Segment Start: EXCERPTED PASSAGE

In Gaza, Civilians Have No Escape from Bombs and Missiles and No Water or Food Either

Children walk in the wreckage of homes destroyed by airstrikes in Al Shati refugee camp in the Gaza. Credit: UNICEF/Mohammad Ajjour
  • Opinion by Joyce Msuya (united nations)
  • Inter Press Service

In just 10 days since Hamas militants attacked Israel on 7 October, the death toll has already exceeded that of the 2014 hostilities, which lasted more than 7 weeks. So far, more than 2,800 Palestinians have been killed, more than 10,850 injured and hundreds are believed to be trapped under rubble.

Israeli authorities have also now confirmed that 1,300 Israelis have been killed and more than 4,100 injured. Nearly 200 remain captive. They must be treated humanely; hostages must be released immediately.

Humanitarians have not been spared. Fifteen UNRWA staff and five from the Red Cross and Red Crescent Movement have been killed. UN premises are among the vast number of civilian objects damaged.

As hostilities escalate, these numbers will only rise, and an already dire humanitarian situation will continue to deteriorate.

Segment End: EXCERPTED PASSAGE

[REQUIREMENT] According to the opinion piece on Gaza above, how many UNRWA staff have been killed?

Segment Start: GIVEN ENTRIES

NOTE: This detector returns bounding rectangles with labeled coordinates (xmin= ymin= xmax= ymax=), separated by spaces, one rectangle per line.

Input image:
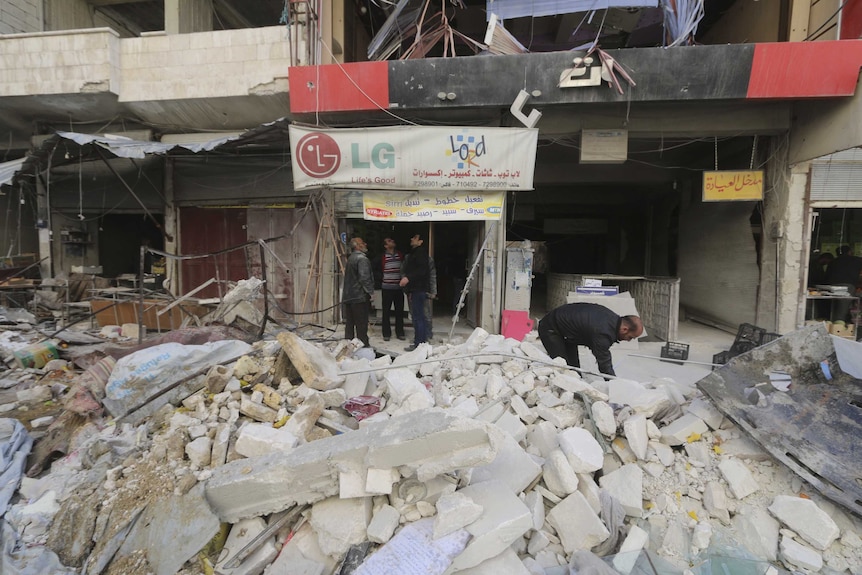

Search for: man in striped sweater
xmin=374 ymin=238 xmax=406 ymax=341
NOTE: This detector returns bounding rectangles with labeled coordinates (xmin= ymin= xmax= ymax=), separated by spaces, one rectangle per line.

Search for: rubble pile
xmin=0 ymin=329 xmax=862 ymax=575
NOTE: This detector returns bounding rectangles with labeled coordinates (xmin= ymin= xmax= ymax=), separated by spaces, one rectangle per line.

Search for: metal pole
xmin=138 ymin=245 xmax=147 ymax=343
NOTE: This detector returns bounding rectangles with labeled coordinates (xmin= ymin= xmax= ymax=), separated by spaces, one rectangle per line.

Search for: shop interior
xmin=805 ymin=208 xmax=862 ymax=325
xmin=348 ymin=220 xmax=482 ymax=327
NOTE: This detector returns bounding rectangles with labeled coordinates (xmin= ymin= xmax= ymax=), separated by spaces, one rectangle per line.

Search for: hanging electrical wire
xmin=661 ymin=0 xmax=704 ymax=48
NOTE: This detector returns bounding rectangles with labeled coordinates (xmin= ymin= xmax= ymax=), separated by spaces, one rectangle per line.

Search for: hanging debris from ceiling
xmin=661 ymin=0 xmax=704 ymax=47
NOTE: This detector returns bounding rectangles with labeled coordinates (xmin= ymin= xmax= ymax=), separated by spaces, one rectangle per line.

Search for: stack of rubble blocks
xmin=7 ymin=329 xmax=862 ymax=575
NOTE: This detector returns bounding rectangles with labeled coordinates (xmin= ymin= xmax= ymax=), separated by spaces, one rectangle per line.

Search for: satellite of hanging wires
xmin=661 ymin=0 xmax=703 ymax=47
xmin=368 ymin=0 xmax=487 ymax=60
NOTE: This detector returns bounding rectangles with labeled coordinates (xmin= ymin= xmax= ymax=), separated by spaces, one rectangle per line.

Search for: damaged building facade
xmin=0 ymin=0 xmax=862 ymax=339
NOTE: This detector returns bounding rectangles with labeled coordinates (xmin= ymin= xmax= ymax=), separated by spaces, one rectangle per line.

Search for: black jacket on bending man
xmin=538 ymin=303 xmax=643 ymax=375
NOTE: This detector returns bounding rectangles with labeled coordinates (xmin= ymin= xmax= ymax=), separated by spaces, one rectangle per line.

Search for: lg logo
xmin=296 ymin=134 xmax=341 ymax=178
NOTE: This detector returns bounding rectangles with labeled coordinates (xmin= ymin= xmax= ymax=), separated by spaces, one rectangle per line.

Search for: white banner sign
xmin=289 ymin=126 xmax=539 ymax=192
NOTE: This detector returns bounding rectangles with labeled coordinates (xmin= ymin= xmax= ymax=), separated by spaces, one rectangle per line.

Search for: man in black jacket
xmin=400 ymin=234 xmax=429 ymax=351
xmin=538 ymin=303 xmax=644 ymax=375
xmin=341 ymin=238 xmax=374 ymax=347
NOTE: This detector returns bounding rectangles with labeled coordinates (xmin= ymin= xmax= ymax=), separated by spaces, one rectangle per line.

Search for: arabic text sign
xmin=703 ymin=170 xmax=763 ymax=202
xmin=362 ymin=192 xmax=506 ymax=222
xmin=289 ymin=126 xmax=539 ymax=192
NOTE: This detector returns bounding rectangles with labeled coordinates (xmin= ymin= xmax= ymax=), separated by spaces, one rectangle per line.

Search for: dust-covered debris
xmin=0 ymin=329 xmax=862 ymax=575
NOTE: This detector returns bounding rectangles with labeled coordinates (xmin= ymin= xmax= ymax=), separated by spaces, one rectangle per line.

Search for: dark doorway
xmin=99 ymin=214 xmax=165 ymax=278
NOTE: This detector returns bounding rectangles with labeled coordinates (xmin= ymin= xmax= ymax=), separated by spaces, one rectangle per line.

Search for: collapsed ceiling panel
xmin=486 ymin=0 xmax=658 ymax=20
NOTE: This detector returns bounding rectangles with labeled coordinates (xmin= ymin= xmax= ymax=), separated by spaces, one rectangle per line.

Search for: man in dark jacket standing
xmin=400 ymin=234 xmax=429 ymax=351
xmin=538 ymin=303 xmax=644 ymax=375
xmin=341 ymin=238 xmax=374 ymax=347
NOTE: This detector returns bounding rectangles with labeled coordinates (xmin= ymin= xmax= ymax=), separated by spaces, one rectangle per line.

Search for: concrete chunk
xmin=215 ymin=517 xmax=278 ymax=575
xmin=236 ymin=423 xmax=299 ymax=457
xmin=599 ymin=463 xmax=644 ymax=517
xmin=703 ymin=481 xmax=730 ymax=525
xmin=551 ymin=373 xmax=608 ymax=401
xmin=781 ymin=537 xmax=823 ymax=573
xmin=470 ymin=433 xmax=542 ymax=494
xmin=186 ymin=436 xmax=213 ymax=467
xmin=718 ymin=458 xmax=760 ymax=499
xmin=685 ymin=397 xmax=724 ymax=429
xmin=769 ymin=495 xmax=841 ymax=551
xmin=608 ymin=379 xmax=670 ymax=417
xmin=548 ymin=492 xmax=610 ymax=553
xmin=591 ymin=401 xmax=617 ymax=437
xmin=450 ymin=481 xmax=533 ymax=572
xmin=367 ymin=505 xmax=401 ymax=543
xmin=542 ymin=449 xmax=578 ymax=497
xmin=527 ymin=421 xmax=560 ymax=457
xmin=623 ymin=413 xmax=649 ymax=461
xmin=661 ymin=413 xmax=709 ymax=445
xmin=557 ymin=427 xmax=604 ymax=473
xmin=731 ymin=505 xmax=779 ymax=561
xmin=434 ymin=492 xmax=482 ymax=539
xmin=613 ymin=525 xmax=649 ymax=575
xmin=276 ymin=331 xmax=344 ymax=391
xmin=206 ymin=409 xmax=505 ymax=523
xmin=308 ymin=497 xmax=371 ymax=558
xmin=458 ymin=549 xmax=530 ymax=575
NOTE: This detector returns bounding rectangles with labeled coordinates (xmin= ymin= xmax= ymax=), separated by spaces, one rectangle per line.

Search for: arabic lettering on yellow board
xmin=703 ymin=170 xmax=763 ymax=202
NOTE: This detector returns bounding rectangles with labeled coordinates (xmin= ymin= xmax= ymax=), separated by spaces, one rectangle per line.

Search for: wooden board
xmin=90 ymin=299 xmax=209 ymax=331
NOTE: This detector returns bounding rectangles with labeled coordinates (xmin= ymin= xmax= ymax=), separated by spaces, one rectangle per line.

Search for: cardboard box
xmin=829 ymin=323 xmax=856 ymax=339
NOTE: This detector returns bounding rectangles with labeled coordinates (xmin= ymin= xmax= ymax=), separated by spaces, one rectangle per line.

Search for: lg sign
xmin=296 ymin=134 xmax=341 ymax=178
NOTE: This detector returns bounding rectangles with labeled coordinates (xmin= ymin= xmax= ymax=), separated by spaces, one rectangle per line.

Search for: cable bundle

Segment End: GIVEN ENTRIES

[RESPONSE BOX] Fifteen UNRWA staff have been killed.